WHAT TO WORK ON:
Write out, word for word, only the lines from the one with "If you could put a dot on the arrowhead-shaped" to the end of the data below.
▼▼▼
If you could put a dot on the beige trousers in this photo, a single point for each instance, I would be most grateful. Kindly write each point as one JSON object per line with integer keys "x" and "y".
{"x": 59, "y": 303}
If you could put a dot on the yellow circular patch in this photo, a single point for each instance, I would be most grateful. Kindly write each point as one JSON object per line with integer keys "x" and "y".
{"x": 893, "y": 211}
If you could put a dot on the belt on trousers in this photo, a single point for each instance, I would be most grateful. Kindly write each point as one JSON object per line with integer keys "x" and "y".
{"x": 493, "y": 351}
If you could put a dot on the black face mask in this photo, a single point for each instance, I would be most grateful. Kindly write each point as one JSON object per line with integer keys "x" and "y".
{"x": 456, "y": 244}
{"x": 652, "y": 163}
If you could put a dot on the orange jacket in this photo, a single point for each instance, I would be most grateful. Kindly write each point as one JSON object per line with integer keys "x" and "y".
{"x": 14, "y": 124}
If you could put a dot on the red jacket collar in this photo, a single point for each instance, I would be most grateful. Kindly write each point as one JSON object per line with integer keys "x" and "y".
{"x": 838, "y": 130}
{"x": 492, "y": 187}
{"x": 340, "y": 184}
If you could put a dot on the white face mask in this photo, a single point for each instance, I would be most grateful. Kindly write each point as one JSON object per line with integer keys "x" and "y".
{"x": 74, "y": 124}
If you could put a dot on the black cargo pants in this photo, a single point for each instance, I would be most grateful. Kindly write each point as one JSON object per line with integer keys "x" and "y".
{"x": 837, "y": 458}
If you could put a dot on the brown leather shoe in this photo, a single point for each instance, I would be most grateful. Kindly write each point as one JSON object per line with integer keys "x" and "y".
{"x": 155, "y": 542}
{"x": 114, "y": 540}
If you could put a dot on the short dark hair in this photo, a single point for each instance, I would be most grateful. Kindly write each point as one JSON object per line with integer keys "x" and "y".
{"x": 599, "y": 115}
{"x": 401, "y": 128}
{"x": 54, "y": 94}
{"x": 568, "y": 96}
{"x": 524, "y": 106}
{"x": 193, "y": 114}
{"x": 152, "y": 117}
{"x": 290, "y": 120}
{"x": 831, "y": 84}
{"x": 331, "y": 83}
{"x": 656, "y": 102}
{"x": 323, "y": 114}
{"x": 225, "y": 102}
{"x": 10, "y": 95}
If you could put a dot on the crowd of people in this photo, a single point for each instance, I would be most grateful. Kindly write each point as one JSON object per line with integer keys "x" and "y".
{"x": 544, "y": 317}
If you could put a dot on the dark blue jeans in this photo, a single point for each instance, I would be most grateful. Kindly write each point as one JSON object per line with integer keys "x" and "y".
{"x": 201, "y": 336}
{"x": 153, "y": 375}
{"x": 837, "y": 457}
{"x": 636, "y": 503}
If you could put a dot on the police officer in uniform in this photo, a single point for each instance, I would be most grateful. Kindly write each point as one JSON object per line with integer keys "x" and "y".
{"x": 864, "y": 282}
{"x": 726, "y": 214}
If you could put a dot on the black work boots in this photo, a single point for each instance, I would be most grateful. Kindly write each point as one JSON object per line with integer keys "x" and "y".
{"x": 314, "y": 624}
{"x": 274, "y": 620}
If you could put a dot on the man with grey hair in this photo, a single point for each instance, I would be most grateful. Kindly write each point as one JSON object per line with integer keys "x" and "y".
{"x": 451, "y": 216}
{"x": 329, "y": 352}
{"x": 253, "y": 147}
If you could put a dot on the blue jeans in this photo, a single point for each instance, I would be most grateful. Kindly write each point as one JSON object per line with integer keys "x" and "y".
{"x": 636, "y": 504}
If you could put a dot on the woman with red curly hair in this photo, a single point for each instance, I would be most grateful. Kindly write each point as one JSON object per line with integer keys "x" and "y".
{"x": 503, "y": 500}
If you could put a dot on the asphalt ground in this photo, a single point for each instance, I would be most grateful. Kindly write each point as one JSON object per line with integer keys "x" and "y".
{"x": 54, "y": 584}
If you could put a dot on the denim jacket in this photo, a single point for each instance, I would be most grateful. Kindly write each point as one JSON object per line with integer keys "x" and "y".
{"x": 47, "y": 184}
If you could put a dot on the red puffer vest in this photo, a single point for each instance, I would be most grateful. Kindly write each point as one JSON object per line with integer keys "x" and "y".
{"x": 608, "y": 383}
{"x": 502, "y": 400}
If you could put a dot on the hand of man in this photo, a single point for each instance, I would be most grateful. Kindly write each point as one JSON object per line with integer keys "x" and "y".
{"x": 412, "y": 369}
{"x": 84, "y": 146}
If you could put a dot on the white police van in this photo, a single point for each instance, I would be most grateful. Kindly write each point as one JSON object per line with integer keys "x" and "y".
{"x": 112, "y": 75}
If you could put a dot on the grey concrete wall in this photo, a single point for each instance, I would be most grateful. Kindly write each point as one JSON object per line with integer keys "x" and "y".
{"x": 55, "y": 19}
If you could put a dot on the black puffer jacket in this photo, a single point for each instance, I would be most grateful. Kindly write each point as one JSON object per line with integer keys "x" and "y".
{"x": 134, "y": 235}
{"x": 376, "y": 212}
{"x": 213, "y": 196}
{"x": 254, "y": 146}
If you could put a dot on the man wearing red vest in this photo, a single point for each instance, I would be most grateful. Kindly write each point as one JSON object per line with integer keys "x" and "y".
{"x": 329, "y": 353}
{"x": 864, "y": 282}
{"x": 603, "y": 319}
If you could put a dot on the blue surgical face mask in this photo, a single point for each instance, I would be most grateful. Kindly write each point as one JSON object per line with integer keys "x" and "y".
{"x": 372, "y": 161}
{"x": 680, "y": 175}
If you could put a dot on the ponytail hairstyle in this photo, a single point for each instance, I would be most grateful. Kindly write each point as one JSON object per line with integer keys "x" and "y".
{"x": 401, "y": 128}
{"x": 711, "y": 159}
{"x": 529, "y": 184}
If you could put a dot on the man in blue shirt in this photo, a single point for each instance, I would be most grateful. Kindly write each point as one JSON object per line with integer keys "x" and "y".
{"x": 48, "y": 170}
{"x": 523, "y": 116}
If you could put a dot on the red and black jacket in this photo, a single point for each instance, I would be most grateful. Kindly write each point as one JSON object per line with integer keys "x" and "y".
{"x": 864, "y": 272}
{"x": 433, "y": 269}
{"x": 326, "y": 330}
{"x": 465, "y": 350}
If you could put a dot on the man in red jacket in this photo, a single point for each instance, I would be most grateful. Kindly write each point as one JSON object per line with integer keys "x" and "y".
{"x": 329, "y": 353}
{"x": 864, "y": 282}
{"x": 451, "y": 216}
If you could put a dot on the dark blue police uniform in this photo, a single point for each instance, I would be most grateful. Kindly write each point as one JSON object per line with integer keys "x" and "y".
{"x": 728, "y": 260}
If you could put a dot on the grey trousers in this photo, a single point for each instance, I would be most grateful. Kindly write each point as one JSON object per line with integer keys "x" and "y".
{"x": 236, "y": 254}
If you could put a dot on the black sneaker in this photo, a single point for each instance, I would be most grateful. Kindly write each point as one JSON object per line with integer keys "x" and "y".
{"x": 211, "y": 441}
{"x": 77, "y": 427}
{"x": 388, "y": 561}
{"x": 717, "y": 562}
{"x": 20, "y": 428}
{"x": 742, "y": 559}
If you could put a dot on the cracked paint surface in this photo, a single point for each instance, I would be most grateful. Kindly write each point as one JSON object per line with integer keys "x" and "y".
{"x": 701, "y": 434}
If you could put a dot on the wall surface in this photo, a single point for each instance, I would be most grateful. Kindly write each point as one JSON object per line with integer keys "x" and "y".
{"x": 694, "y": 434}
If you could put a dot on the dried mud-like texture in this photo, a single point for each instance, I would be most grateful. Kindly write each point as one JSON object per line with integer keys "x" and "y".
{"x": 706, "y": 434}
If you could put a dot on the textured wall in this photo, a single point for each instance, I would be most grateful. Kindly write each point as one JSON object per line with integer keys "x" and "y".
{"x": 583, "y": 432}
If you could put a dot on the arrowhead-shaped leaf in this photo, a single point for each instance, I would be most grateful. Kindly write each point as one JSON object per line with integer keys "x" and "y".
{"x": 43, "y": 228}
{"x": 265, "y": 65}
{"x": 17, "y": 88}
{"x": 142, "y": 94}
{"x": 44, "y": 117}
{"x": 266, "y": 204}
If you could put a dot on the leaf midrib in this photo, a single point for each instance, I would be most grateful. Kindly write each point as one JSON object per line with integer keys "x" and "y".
▲▲▲
RESPONSE TO THIS TASK:
If you could put a dot on the arrowhead-shaped leaf in this photo, a single point for each instance, I would be most grateful. Kindly write each point as one JSON object per line with integer keys "x" and "y".
{"x": 43, "y": 228}
{"x": 265, "y": 65}
{"x": 17, "y": 88}
{"x": 142, "y": 94}
{"x": 44, "y": 117}
{"x": 266, "y": 204}
If you could put a dot on the leaf midrib in this photo, a single point for each instance, I would be most grateful. Kindly write each point as one JSON object per line with integer keys "x" and "y".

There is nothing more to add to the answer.